> _CONSIGNES_:
[A] Réécrivez sous forme de liste, s'il vous plaît, le paragraphe de l'extrait sur la collection SN qui commence par « Les années 1960-70 », en conservant ses faits principaux.
[B] Prolongez l'extrait sur la collection SN à partir de sa dernière phrase.

> _EXTRAIT DE PAGE_:
Les années 1953-54 marquent la "percée des Français" avec Albert Simonin et son Touchez pas au Grisbi ! (meilleure vente de l'histoire de la SN avec 215 000 exemplaires vendus avant 1971), ou encore Auguste Le Breton et Dominique Ponchardier (avec sa série "Le Gorille").
Après 10 ans, la SN cartonnne : plus de 230 titres parus et 10 millions d'exemplaires vendus !
1959 marque l'entrée de l'auteur le plus prolifique jusqu'ici de la SN, Carter Brown (+ de 120 titres entre 1959 et 1974 !).
Les années 1960-70 sont marquées par une production quasi-industrielle avec la parution de 6 titres par mois. Un tirage moyen d'un titre de la SN se situe aux environs des 30 000 exemplaires par titre dans les années 60, 22 000 en 1978.

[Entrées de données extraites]

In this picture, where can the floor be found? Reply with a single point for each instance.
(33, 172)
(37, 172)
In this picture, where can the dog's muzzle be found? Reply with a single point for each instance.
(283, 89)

> _CORRIGÉS_:
[A]
- Années 1960-70 : production quasi industrielle, avec 6 titres publiés par mois.
- Années 60 : tirage moyen d'environ 30 000 exemplaires par titre.
- 1978 : tirage moyen de 22 000 exemplaires par titre.

[B]
En 1977, Marcel Duhamel s'éteint, après 33 ans à la tête de la Série Noire, remplacé par Robert Soulat. Deux ans auparavant, la SN connaissait une crise importante avec 15 titres publiés en 1975 et seulement 5 en 1976.
La concurrence de la "Super Noire" en 1974 n'était pas pour rien dans cette crise (Super Noire qui s'arrêtera finalement en 1979 avec 134 titres parus).
Une partie fort intéressante est dédiée à la concurrence de la SN. En effet, pas moins de 35 collections de romans policiers et d'espionnage coexistent durant ces décennies, chez Calmann-Lévy, Denoël, Fayard, Fleuve Noir (Spécial Police, Engrenage, San Antonio), Lattès, Plon (SAS), Presses de la Cité, Rivages/Noir (1986), Rivages/Thriller, Oswald, Albin Michel (Spécial Suspense)...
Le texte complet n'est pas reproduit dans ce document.